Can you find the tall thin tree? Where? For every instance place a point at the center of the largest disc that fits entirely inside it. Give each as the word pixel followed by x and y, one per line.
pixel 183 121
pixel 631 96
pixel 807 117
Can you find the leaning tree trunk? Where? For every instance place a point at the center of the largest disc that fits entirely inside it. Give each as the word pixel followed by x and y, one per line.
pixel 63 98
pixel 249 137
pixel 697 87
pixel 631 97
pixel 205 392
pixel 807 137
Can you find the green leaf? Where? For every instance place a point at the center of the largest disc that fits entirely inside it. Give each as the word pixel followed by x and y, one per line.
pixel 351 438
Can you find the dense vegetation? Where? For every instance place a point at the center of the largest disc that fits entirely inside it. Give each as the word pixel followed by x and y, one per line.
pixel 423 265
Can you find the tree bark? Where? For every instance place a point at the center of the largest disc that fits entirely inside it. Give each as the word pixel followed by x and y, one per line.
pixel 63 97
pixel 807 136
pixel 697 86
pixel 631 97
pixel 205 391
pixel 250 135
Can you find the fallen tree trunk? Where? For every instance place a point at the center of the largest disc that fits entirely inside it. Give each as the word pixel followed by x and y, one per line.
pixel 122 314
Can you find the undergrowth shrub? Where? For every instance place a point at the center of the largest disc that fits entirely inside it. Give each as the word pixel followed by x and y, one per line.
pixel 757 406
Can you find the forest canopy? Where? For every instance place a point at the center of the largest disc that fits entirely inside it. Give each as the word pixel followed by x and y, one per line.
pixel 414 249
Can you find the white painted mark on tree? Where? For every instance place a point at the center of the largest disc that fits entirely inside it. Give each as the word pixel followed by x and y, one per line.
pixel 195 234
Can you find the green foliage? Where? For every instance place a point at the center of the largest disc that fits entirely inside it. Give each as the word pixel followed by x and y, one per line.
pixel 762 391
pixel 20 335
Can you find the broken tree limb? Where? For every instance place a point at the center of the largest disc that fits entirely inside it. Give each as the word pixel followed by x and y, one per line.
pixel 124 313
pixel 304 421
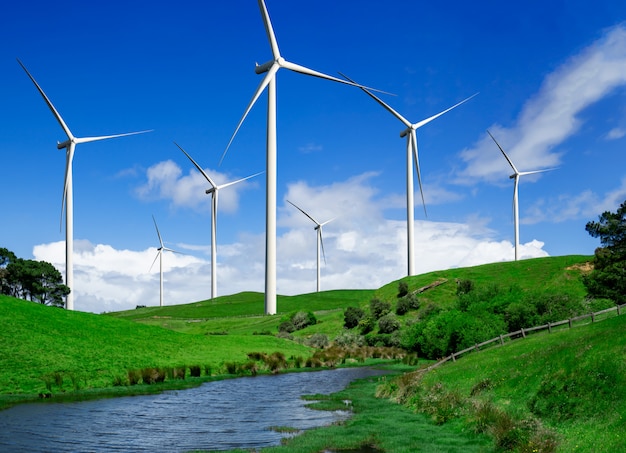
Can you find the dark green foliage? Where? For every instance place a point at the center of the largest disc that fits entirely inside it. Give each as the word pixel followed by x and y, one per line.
pixel 407 303
pixel 366 324
pixel 352 316
pixel 317 340
pixel 608 279
pixel 403 289
pixel 297 321
pixel 379 308
pixel 388 323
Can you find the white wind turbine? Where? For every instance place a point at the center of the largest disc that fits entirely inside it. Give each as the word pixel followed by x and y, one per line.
pixel 271 68
pixel 411 151
pixel 214 191
pixel 320 241
pixel 68 200
pixel 159 255
pixel 516 175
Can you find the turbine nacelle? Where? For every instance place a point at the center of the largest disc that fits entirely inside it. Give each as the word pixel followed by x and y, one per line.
pixel 260 69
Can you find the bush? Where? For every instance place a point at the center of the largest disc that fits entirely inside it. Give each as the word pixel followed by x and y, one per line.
pixel 388 324
pixel 379 308
pixel 366 324
pixel 407 303
pixel 352 316
pixel 297 321
pixel 317 340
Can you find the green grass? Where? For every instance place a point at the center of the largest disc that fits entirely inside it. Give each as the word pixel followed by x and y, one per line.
pixel 40 343
pixel 573 381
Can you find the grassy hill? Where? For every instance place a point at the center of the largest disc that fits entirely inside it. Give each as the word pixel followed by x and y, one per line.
pixel 567 383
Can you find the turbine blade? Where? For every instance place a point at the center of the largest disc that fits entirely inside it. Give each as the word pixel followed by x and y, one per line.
pixel 198 167
pixel 69 156
pixel 417 167
pixel 239 180
pixel 266 80
pixel 304 212
pixel 269 30
pixel 386 106
pixel 155 258
pixel 106 137
pixel 50 106
pixel 304 70
pixel 505 156
pixel 428 120
pixel 158 233
pixel 523 173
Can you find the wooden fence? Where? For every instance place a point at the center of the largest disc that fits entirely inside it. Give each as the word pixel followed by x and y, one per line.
pixel 571 322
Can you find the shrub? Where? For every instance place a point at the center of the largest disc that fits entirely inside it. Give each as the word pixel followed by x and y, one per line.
pixel 388 324
pixel 348 339
pixel 352 316
pixel 366 324
pixel 379 308
pixel 317 340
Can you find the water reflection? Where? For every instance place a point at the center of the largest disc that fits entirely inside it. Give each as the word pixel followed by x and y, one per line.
pixel 221 415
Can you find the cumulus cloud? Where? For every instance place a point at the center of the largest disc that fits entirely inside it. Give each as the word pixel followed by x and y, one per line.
pixel 166 181
pixel 363 250
pixel 553 114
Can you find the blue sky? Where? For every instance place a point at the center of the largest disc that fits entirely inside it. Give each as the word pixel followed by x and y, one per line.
pixel 551 77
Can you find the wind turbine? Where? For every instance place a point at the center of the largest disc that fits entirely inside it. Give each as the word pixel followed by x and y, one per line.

——————————

→ **EXERCISE DETAILS**
Reproduce all of the data above word for word, leaving out the pictures.

→ **TASK RESULT**
Can you find the tall thin tree? Where? For every instance place a point at the center of the largest disc that fits entirely inside it. Give each as the word pixel followed by x and y, one per line.
pixel 183 121
pixel 631 96
pixel 807 117
Can you find the leaning tree trunk? Where? For every instance place a point at the center of the largest disc that fits entirely inside it. Give each as the word pixel followed by x and y, one per line.
pixel 63 98
pixel 249 137
pixel 697 87
pixel 631 97
pixel 205 392
pixel 807 137
Can you find the green leaf? Where? For every instance place a point at the center of the largest disc that fits entirely inside it. Give each as the word pixel followed by x and y, one per line.
pixel 351 438
Can you find the dense vegetation? Where? For every instance place a point at the center of the largest disc that fits entirely inside it. Give each as the word pixel followed by x and y, one per line.
pixel 423 265
Can you find the tree bark? Where? For every instance place a point at the center of the largest disc that fits entirely inside it. Give each as the word pixel followed by x and y, one per line.
pixel 63 97
pixel 807 136
pixel 697 86
pixel 631 97
pixel 205 391
pixel 250 135
Can you find the fallen tree trunk? Where? For every instance place a point at the center of the largest disc that fits entirely inside it. Give each as the word pixel followed by x and y, one per line.
pixel 122 314
Can you find the undergrowth shrub? Where? For every instance place a point at the center of the largest disc that fits entirely inside it. Give each as the word pixel followed by x and y, one per line.
pixel 757 406
Can you find the forest canopy? Where? For every instance place a point at the center of the largest disc that fits entirely inside it. Give each as the word pixel followed by x and y, one per line.
pixel 414 249
Can you find the white painted mark on tree? Where? For every instance place a point at the center of the largest disc that fits entirely inside it. Give each as the word pixel followed by x and y, one per line.
pixel 195 234
Can you find the green foliage? Where? For every instance place a point at the center of the largest disc that fits entirely inside it. Give each as the word pixel followed by x and y, one per line.
pixel 762 391
pixel 20 335
Can you find the broken tree limb? Where? For every instance place a point at the center of the largest disc that fits entirely inside it. Give each as the word pixel followed by x and y, one per line.
pixel 124 313
pixel 304 421
Can you find the dark green foliage? Where? For every instance place a point at the center of the largest disc that fits entirely inside it. Give each as the word pixel followed by x and y, one per line.
pixel 407 303
pixel 366 324
pixel 352 316
pixel 317 340
pixel 608 279
pixel 403 289
pixel 297 321
pixel 379 308
pixel 388 323
Can you find the white wind turbine? Where? For every instance place a point at the center of the largest disc that fits entirely inside it. Give each as the word pixel followed by x and y, one per line.
pixel 271 68
pixel 411 151
pixel 214 191
pixel 320 241
pixel 68 200
pixel 159 255
pixel 516 175
Can you find the turbine nacelle? Where? For every instance place a point at the center of the largest disc that fits entirely inside it. Give each as the word pixel followed by x and y, one per line.
pixel 260 69
Can you find the bush? Where? For every instance place a point at the center of the largest disc that fits entirely inside it. Give each as the word pixel followed by x and y, one per line.
pixel 388 324
pixel 379 308
pixel 366 324
pixel 407 303
pixel 352 316
pixel 297 321
pixel 317 340
Can you find the green grass? Where? For every instance place a point at the center of the largest disc that fits entirely inside it. Give each as the word pixel followed by x and y, one per line.
pixel 40 343
pixel 573 381
Can you find the grassy hill? Where? For every instance place a point at the center of the largest disc that fits entirely inside it. Give each as the word pixel followed by x and y, one per line.
pixel 567 383
Can you find the turbine blade? Where? For every instance place a point at the center of the largest disc that fits entirely inside it. Give each as the word pixel followed by x and y, one per line.
pixel 198 167
pixel 69 156
pixel 417 167
pixel 239 180
pixel 266 80
pixel 304 212
pixel 269 30
pixel 386 106
pixel 155 258
pixel 106 137
pixel 50 106
pixel 304 70
pixel 505 156
pixel 428 120
pixel 158 233
pixel 523 173
Can you find the wooden fence? Where? For every instance place a point at the center of the largest disc that fits entirely inside it. Give each as the word pixel followed by x and y, one per line.
pixel 571 322
Can you find the shrub? Where? For every instance place a point at the center of the largest disc that fits entirely inside it. Give each as the word pixel followed by x and y, one per line.
pixel 388 324
pixel 348 339
pixel 352 316
pixel 366 324
pixel 379 308
pixel 317 340
Can you find the water reflection? Where? For every instance place a point at the center of the largest disc that fits entirely inside it. Give each as the word pixel followed by x and y, one per line.
pixel 221 415
Can you find the cumulus cloud? Where? For every instance place a point at the center of the largest disc that fits entirely inside it. Give each as the word pixel followed by x and y, one per line.
pixel 166 181
pixel 363 250
pixel 553 114
Can you find the blue sky? Where? For every instance place a point at the center of the largest disc that fits entirely inside it. Give each as the word pixel followed by x and y, one per line.
pixel 551 77
Can you find the wind turbine? Where? For every instance place a point at the center of the largest disc that fits entirely inside it. Give each as the word pixel followed by x and y, one per line.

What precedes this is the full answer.